Francis Galton, cousin of Charles Darwin, was utterly uninterested in the both the workings of investment analysts and Hitler’s future plans for world domination. To be fair he died before both really got going. However, he has the dubious distinction of being at least partially to blame for some of the madder excesses of both.
What Galton was interested in was measuring things: mainly people, although he’d turn his hand to anything in the absence of a likely suspect or two. In so doing he uncovered a statistical phenomenon known as Regression to the Mean which lies behind many of the theories which still dominate stockmarket analysis and valuation techniques today and which many people misunderstand totally.
Galton’s Eugenics
To deal with Galton and Hitler first, however. Galton was the inventor of eugenics, a branch of science dedicated to analysing the fitness of the human species with, as its goal, the aim of improving the race. Like many a Victorian gentleman Galton was convinced that humanity was regressing into a less intelligent and less developed state. In fact what he was actually observing was the impact on people of moving them into unhygienic cities, working them in appalling conditions and giving them a lousy diet. Tricky stuff this nurture, nature thing.
Galton’s measurements were essentially designed to show that the rich and powerful were clever and the poor and weak were not, thus squaring the circle: the rich and powerful were naturally bound to ascend to the top of the tree and therefore had every right to be there. Nothing at all, then, to do with the fact that your great-great-great-grandmother had an illegitimate child with the King, was set up with an estate comprising half of Scotland in order to go away and stop bothering him and you inherited it by accident of birth. Clearly not.
Galton’s Statistics
Although Galton’s logic may have been a little faulty when it came to measuring such subjective things as intelligence, when he turned his attention to more objective stuff like height there wasn’t much wrong with his statistics. In a set of experiments on the size of seeds of successive generations of sweet peas he noted the odd fact that the larger seeds of one generation tended to result in smaller seeds in the next generation and vice versa. Applying a similar analysis to people he noted that although short people tended to have short children and tall people to have tall children the short children tended to be slightly taller than their parents and the tall children slightly shorter than theirs.
This led Galton to postulate the principle known as Regression to the Mean. What this says is that is an abnormally large value of a variable – let’s say it’s the return on the stockmarket in any given year – is likely to be succeeded by a lower value. You could say that it’s the statistical proof of the old saving “what goes up must come down”. However, what Galton also showed was that the results of such analyses tended to cluster around the mid-point – the so called mean. The average value if you like. Over time it’s this average value that all returns will converge on. Technically this convergence is called “regression”. So values converge on the average or “regress to the mean”.
Think about tossing a coin ten times. On average you’ll get five heads and five tails. If last time you got ten heads next time you’re more likely to approach the average value or regress to the mean. It’s just probability.
Stockmarket Returns and Sheep
Over the twentieth century the stockmarket returned, roughly, 12% per year. Most years saw a return a bit more or a bit less than this value. A few years saw a return much, much, much higher than this. A few saw returns much, much, much lower than this. What Galton’s findings suggest for stockmarket investors is that worrying over (or glorying in) exceptionally bad (or exceptionally good) years is pointless. Over time things will drift back to the mean. Over time, if you don’t let better judgement get in the way, you would have made about 12% a year.

- [MATERIAL SHOWN]
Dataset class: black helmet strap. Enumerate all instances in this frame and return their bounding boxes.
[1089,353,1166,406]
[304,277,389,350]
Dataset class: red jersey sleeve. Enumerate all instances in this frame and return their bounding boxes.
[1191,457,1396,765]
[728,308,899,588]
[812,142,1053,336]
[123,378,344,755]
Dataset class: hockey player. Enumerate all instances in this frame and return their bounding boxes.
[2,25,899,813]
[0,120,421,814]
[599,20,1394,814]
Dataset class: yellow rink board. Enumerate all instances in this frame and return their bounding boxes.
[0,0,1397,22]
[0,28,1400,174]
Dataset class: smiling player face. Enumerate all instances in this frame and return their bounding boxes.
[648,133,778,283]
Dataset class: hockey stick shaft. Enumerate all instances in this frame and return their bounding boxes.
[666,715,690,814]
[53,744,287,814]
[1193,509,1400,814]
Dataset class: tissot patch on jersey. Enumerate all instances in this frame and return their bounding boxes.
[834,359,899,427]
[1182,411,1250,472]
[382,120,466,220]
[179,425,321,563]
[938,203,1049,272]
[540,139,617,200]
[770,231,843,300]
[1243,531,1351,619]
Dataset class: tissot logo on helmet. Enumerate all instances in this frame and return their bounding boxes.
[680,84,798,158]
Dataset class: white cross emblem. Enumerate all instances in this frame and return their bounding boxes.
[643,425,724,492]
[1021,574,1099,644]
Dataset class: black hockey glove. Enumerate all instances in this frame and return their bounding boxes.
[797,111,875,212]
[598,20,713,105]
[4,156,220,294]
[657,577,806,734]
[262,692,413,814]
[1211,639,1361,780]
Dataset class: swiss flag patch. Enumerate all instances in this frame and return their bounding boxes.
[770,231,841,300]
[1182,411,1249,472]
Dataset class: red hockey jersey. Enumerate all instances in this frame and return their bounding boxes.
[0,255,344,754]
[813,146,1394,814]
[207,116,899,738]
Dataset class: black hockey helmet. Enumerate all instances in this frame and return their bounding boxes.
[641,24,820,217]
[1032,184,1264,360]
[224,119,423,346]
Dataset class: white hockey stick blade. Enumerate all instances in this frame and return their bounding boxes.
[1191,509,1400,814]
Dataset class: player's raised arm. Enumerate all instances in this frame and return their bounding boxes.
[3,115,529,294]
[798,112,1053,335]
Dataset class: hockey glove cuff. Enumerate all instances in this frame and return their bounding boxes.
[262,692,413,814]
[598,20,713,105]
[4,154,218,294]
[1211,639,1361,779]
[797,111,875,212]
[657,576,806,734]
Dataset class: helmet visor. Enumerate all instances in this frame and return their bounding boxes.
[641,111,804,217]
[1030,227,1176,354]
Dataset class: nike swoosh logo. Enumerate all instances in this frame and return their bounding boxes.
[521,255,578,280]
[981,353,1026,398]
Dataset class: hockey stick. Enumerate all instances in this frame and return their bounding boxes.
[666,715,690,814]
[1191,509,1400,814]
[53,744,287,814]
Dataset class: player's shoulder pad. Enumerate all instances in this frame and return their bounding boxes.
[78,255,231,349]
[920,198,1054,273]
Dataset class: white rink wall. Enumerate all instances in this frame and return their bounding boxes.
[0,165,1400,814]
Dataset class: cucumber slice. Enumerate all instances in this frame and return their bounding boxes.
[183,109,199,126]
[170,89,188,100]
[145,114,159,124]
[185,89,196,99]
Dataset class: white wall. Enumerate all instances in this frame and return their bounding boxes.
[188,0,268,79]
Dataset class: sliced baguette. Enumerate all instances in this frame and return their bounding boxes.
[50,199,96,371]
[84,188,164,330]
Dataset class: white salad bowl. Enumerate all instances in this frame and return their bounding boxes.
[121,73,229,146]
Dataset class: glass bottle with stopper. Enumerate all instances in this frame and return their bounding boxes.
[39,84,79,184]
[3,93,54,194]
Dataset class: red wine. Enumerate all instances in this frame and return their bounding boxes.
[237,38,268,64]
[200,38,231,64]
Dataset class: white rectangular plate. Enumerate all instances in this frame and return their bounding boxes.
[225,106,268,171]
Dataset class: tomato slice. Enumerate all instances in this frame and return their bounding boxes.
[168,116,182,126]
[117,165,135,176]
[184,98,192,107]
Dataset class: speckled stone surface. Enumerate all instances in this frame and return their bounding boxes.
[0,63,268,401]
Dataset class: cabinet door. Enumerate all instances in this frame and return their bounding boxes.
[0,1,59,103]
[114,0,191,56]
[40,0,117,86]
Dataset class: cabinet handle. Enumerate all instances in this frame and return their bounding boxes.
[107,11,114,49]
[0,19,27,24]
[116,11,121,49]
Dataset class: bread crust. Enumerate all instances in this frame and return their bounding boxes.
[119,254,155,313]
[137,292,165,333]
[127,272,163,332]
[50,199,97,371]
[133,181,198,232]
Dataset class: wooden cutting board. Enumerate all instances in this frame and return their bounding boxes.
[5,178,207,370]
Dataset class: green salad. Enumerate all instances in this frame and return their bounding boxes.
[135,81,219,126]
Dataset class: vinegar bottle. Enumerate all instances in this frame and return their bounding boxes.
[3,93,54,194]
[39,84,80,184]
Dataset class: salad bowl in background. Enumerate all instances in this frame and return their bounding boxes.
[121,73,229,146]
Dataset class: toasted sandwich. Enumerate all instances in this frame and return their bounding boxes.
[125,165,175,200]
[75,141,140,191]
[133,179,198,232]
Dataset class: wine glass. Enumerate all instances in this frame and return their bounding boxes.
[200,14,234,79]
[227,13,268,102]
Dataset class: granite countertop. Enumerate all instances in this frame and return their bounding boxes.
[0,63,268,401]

- [EXERCISE OBJECTIVE] Please list every section heading that appears in the article on Francis Galton above.

- [RESULT BELOW]
Galton’s Eugenics
Galton’s Statistics
Stockmarket Returns and Sheep